Extrait du texte

──────────

# bug Automator ?



## mjlabrosse (19 Août 2005)

Je tente d'utiliser Automator pour renommer des fichiers et je me heurte constamment à un message d'erreur -1728. Quelqu'un peut-il m'aider ?


----------



## averell (19 Août 2005)

mjlabrosse a dit:
			
		

> Je tente d'utiliser Automator pour renommer des fichiers et je me heurte constamment à un message d'erreur -1728. Quelqu'un peut-il m'aider ?



Ah, ça doit être possible.
Mais je ne suis pas certain que venir squatter le sujet d'un autre soit la voie la plus efficace pour avoir une réponse.


----------



## mjlabrosse (20 Août 2005)

averell a dit:
			
		

> Ah, ça doit être possible.
> Mais je ne suis pas certain que venir squatter le sujet d'un autre soit la voie la plus efficace pour avoir une réponse.

──────────

Données fournies
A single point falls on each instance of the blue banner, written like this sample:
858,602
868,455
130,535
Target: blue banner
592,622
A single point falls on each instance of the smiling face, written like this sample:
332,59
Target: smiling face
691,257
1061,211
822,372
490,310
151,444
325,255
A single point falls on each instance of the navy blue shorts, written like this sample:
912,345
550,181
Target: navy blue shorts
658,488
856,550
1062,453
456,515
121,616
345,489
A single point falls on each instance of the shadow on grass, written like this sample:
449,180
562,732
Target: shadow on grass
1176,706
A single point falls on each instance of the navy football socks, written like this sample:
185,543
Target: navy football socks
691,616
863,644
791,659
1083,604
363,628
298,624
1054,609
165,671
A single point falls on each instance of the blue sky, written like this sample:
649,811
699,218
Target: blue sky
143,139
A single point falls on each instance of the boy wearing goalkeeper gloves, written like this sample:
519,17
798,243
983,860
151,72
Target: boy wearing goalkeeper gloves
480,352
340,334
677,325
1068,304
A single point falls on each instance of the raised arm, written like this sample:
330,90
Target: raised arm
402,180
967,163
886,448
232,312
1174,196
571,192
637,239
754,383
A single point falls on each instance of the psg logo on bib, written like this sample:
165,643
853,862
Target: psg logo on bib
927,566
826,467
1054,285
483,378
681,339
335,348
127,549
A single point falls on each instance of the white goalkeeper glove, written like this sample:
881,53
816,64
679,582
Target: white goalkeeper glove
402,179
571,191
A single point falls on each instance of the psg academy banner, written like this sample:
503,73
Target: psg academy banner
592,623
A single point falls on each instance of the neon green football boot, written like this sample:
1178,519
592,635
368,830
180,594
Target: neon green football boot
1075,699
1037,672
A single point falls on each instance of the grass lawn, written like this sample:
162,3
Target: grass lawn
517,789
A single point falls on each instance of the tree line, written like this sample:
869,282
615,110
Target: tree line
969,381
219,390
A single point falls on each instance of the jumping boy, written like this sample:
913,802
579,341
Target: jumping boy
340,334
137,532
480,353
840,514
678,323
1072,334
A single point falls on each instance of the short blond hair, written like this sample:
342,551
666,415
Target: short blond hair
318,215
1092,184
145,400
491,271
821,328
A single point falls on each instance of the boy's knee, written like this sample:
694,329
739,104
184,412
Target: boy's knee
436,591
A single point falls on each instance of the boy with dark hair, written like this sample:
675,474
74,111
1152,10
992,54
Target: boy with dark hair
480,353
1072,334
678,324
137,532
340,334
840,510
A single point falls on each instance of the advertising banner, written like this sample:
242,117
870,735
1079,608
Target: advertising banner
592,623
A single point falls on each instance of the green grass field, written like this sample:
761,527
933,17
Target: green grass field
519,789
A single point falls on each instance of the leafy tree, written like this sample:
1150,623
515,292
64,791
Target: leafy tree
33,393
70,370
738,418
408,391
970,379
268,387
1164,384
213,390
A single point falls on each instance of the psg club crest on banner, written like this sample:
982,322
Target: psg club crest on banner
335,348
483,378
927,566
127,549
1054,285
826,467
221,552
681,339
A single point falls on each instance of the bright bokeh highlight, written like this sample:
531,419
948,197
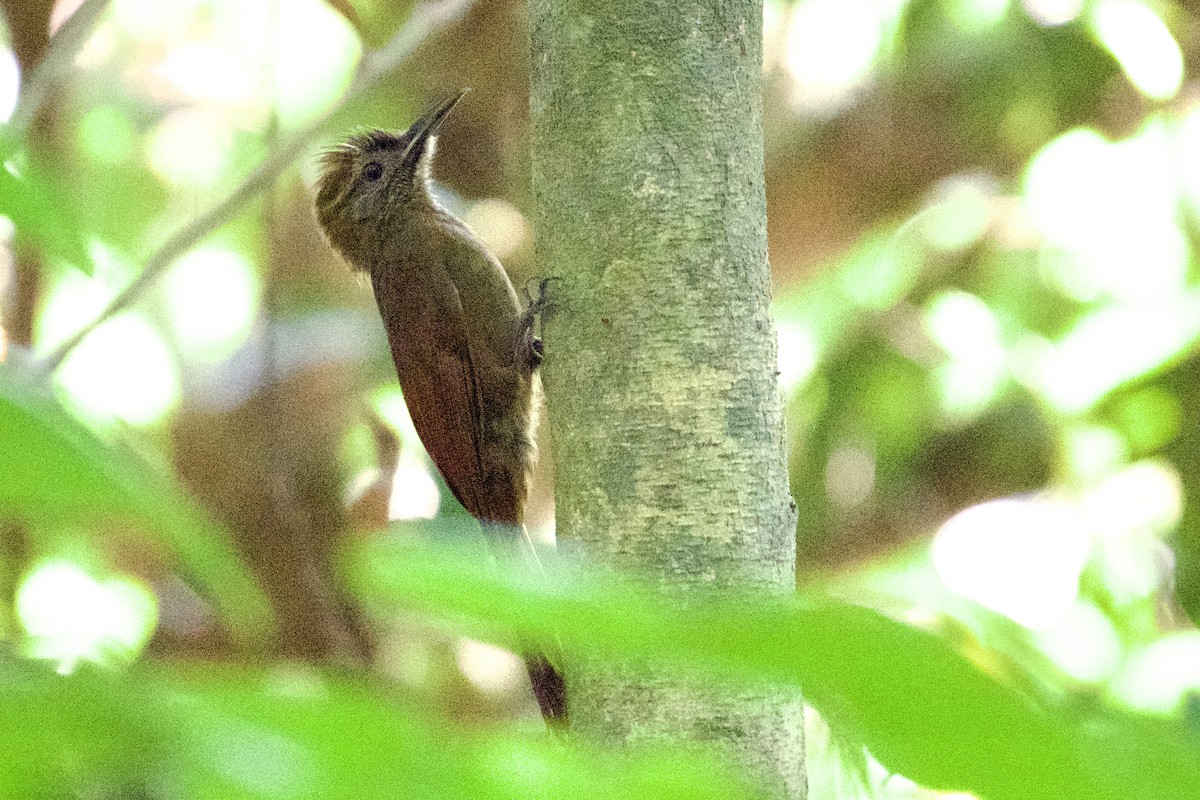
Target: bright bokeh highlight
1141,43
309,79
190,148
1018,557
1162,674
414,494
967,331
213,302
123,370
1104,206
10,83
831,48
72,617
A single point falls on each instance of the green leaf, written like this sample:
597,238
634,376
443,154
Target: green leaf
923,709
295,733
41,215
55,471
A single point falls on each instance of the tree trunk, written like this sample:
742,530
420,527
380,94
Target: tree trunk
663,401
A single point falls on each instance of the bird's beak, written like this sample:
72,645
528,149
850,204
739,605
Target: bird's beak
427,126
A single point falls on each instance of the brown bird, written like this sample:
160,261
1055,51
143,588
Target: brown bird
462,344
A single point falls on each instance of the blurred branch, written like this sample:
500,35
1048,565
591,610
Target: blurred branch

──────────

Consignes
**1.** Dans le fil sur Automator, quel message d'erreur apparaît quand mjlabrosse tente de renommer des fichiers ?
**2.** Prolongez le fil sur Automator à partir de l'endroit où il s'arrête.
Les items proviennent d'une autre source.

Réponses ci-dessous
**1.** Un message d'erreur -1728.

**2.**
 Comme vous le voyez, je suis une nouvelle utilisatrice. Mon intention n'était pas de squatter le sujet de qui que ce soit. J'ai même tenté de repérer un sujet qui s'apparentait à ma question. De toute évidence, je me suis trompée. Aussi j'apprécierais qu'un utilisateur expérimenté me guide sur la meilleure façon de poster ma question sans porter préjudice aux autres utilisateurs.

Merci


----------



## daffyb (20 Août 2005)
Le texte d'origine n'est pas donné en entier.